Emeklilerin yeni yıl zammı açıklandı.
Memur emeklisi, yüzde 7.36..
Benim gibi işçi emeklisi de yüzde 8.36 zam alacakmış.
Yaklaşık 18 yıl önce yani, 2002’de 7 bin 200 gün prim ödeyerek emekli oldum.
212 sayılı basın iş koluna tabi olarak çalıştım hep.
Fikir işçisiyim yani.
Öyle tanımlanıyor yaptığım iş.
Yıpranma payı veriliyordu bizlere.
Bu nedenle 20 yıl çalışıyorduk ama 25 yıl çalışmış sayılarak emekli ediliyorduk.
Bakmayın siz 7 bin 200 gün prim ödediğime.
Emekli olduktan sonra da yıllarca prim ödedim.
SGK’nın batak duruma gelmesinde, zerre miskal dahlim yok yani onu demek istiyorum.
1 Şubat itibariyle emekliliğimin 18 yılını tamamlamış olacağım.
Allah ömür verir, yazacak gücü de bahşederse, bir süre daha buralardayım.
Kimi beğenecek.
Kimi beğenmeyecek.
Kimi aydınlanacak.

Alıştırmalar:
a. Emekli zammını konu alan metne göre işçi emeklileri yüzde kaç zam alacaktır?
b. Emekli zammını konu alan metinde "Benim gibi işçi" sözcüklerini içeren ifadeyle açılıp "Kimi beğenmeyecek." ile kapanan bölümü hiçbir değişiklik yapmadan yeniden yazınız.
Kayıtlar başka bir kaynaktan alınmıştır.

Veri Bölümü:

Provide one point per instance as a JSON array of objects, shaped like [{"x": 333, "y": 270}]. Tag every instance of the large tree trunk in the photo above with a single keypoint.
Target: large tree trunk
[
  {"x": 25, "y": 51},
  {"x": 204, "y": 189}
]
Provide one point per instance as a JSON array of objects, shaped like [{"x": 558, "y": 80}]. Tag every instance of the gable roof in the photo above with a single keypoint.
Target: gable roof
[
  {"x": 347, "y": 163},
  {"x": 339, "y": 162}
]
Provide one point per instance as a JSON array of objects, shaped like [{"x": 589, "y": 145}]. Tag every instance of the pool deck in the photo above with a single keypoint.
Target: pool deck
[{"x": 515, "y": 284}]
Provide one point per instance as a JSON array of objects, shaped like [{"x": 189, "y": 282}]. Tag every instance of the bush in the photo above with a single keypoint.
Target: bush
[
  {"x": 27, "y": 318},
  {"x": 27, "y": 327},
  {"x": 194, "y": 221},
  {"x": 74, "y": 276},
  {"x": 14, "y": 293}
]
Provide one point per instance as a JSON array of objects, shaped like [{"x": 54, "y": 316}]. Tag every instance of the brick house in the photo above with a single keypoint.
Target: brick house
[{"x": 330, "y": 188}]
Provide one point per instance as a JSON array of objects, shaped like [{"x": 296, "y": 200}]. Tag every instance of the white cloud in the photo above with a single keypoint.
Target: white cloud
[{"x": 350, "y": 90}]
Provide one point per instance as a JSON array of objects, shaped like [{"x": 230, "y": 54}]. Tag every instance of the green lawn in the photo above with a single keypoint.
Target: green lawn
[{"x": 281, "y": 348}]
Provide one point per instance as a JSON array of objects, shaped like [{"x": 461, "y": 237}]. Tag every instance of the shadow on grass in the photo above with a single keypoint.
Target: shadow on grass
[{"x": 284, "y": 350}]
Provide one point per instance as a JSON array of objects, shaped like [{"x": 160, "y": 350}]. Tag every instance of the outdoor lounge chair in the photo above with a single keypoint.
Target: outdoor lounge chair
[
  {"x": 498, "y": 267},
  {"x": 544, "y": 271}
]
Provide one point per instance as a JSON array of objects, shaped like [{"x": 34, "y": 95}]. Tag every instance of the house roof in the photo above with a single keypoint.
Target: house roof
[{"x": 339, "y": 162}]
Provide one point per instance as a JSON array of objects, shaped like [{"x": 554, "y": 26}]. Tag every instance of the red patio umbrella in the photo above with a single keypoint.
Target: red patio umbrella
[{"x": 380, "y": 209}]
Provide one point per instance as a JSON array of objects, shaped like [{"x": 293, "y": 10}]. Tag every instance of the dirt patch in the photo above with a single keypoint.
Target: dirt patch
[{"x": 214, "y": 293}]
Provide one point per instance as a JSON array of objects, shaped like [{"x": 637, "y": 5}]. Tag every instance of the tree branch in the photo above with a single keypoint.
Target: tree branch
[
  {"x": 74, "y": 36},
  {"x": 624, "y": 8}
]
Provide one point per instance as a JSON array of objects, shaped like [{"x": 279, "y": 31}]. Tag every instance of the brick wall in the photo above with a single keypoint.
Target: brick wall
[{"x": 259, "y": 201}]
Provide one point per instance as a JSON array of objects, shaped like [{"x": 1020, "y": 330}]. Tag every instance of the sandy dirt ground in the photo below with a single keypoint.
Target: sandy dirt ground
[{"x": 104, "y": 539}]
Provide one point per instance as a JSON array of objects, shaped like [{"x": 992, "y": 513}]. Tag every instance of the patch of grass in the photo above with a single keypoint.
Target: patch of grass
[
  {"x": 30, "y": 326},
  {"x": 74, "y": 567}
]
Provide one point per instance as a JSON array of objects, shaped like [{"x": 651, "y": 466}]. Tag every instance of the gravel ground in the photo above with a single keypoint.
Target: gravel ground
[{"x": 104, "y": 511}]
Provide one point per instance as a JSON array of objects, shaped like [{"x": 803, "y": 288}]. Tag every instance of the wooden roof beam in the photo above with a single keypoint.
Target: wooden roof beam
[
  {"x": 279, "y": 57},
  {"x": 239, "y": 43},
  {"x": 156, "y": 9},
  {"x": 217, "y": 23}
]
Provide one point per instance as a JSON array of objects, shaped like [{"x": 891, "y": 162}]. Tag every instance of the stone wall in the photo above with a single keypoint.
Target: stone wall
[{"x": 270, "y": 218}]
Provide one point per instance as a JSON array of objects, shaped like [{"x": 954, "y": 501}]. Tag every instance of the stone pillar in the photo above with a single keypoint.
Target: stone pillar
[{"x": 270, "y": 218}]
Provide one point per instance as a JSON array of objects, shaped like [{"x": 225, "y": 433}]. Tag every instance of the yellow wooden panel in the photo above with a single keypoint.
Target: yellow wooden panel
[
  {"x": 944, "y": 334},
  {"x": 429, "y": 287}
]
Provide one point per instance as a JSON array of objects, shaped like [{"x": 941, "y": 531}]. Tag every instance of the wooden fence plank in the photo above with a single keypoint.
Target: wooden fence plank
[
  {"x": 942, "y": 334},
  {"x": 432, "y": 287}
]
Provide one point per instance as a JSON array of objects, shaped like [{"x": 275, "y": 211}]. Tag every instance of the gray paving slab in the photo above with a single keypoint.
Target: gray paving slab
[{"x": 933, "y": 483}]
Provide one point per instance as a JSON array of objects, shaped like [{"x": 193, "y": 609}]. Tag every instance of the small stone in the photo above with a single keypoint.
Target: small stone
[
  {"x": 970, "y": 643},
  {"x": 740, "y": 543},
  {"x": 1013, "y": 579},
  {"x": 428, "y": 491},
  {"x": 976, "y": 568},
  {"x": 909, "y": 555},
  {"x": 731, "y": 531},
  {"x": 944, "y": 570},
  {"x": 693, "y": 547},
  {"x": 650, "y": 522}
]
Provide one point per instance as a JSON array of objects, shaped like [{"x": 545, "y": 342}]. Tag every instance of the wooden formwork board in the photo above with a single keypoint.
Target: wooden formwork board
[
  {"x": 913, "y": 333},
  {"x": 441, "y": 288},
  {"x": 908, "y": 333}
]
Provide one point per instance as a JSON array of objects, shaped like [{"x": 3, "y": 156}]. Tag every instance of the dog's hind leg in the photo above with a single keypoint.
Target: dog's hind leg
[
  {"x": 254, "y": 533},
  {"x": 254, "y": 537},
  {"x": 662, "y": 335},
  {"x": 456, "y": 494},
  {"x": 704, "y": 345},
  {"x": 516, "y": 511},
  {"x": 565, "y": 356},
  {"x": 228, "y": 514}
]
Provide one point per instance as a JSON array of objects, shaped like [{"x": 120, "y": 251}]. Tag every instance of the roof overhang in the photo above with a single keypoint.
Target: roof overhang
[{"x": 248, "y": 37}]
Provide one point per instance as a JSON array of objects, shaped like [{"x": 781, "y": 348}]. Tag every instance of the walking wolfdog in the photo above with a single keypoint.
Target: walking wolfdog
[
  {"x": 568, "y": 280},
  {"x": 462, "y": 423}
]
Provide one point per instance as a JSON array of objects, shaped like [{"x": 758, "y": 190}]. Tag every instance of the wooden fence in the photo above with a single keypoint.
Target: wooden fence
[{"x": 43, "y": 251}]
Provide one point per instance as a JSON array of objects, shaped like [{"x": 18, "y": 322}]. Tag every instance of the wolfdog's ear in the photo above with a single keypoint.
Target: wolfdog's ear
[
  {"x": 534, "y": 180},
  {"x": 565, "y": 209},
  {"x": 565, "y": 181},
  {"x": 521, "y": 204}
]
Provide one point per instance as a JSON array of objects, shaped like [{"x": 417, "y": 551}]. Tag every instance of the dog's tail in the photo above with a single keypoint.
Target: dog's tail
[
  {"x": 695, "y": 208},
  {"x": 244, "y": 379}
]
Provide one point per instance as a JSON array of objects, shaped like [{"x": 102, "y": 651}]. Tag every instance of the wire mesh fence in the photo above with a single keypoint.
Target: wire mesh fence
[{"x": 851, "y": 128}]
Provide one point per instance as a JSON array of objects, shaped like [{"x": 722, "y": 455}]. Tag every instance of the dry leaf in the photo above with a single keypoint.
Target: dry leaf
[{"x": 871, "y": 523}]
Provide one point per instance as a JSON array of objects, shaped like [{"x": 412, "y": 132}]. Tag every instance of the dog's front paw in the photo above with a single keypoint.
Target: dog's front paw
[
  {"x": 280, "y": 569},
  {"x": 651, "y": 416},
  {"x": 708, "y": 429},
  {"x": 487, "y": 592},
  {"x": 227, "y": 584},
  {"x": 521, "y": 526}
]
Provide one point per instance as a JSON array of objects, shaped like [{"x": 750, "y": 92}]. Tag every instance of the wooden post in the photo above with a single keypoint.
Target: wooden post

Çözümlü Sorular:
a. Yüzde 8.36.

b.
Benim gibi işçi emeklisi de yüzde 8.36 zam alacakmış.
Yaklaşık 18 yıl önce yani, 2002’de 7 bin 200 gün prim ödeyerek emekli oldum.
212 sayılı basın iş koluna tabi olarak çalıştım hep.
Fikir işçisiyim yani.
Öyle tanımlanıyor yaptığım iş.
Yıpranma payı veriliyordu bizlere.
Bu nedenle 20 yıl çalışıyorduk ama 25 yıl çalışmış sayılarak emekli ediliyorduk.
Bakmayın siz 7 bin 200 gün prim ödediğime.
Emekli olduktan sonra da yıllarca prim ödedim.
SGK’nın batak duruma gelmesinde, zerre miskal dahlim yok yani onu demek istiyorum.
1 Şubat itibariyle emekliliğimin 18 yılını tamamlamış olacağım.
Allah ömür verir, yazacak gücü de bahşederse, bir süre daha buralardayım.
Kimi beğenecek.
Kimi beğenmeyecek.